Bruto- en nettofotosynthese

Tijdens de fotosynthese ontstaat niet alleen glucose, maar ook zuurstof als bijproduct. De bruto-reactie van fotosynthese is:
6CO2+12H2O+lichtenergie→C6H12O6+6O2+6H2O
Omdat een deel van het geproduceerde water opnieuw wordt verbruikt, kan dit worden vereenvoudigd tot de netto-reactie:
6CO2+6H2O+lichtenergie→C6H12O6+6O2

Chemosynthese: energie uit anorganische stoffen

Naast fotosynthese kunnen sommige bacteriën energie verkrijgen uit chemische reacties. Dit proces heet chemosynthese en komt voor bij chemo-autotrofe bacteriën, zoals zwavelbacteriën en nitraatbacteriën. Zij halen energie uit de oxidatie van anorganische stoffen, zoals waterstofsulfide (H₂S) of ammonium (NH₄⁺), om CO₂ om te zetten in organische stoffen. 

Paragraaf 4: Voortgezette assimilatie

  • Je kunt de voortgezette assimilatie beschrijven.

Organismen hebben niet alleen energie nodig, maar ook bouwstoffen om cellen en weefsels te vormen. Voortgezette assimilatie is het proces waarbij glucose wordt omgezet in andere organische stoffen, zoals koolhydraten, vetten, eiwitten en DNA. Dit proces vindt zowel bij autotrofe als heterotrofe organismen plaats en is essentieel voor groei, herstel en energieopslag.

Glucose als basis voor andere stoffen

De bij fotosynthese geproduceerde glucose dient als grondstof voor verschillende organische moleculen:

  • Koolhydraten: Door de koppeling van glucosemoleculen ontstaan disachariden (zoals sacharose) en polysachariden (zoals zetmeel en cellulose). Zetmeel wordt gebruikt als reservestof, terwijl cellulose een belangrijke bouwstof is in de celwand van planten.
  • Vetten: Glucose kan worden omgezet in vetzuren en glycerol, die samen vetten (lipiden) vormen. Vetten zijn een energieopslag en spelen een rol in membraanstructuren.
  • Eiwitten: Voor de synthese van aminozuren, de bouwstenen van eiwitten, hebben planten naast glucose ook stikstofhoudende ionen nodig, zoals nitraat (NO₃⁻). Dieren en mensen verkrijgen aminozuren uit hun voeding.

• [Opdrachtonderdelen]
a) Schrijf uit de leestekst letterlijk over: begin bij de woorden "De bij fotosynthese" en stop na "rol in membraanstructuren.".
b) Beantwoord de volgende vragen aan de hand van de leestekst:
(i) Welke twee soorten chemo-autotrofe bacteriën worden als voorbeeld genoemd?
(ii) Welke polysacharide wordt gebruikt als reservestof?
(iii) Welk stikstofhoudend ion noemt de tekst als voorbeeld van wat planten nodig hebben voor de synthese van aminozuren?

• [Aangeleverde gegevens]

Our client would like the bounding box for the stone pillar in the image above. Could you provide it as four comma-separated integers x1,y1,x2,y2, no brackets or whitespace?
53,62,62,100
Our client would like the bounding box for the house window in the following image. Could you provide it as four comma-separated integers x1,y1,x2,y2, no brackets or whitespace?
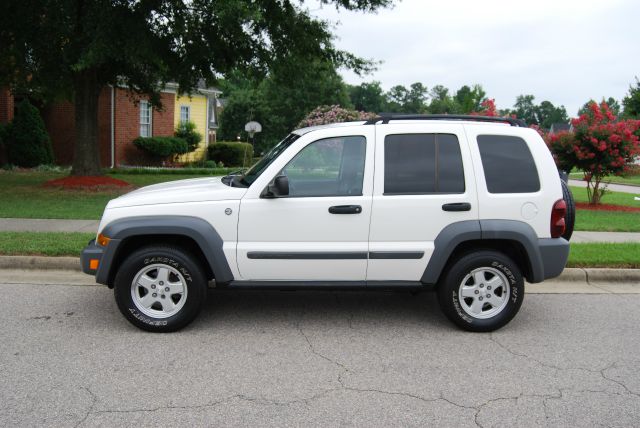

• [Antwoorden op volgorde]
a)
De bij fotosynthese geproduceerde glucose dient als grondstof voor verschillende organische moleculen:

  • Koolhydraten: Door de koppeling van glucosemoleculen ontstaan disachariden (zoals sacharose) en polysachariden (zoals zetmeel en cellulose). Zetmeel wordt gebruikt als reservestof, terwijl cellulose een belangrijke bouwstof is in de celwand van planten.
  • Vetten: Glucose kan worden omgezet in vetzuren en glycerol, die samen vetten (lipiden) vormen. Vetten zijn een energieopslag en spelen een rol in membraanstructuren.

b)
(i) Zwavelbacteriën en nitraatbacteriën.
(ii) Zetmeel.
(iii) Nitraat (NO₃⁻).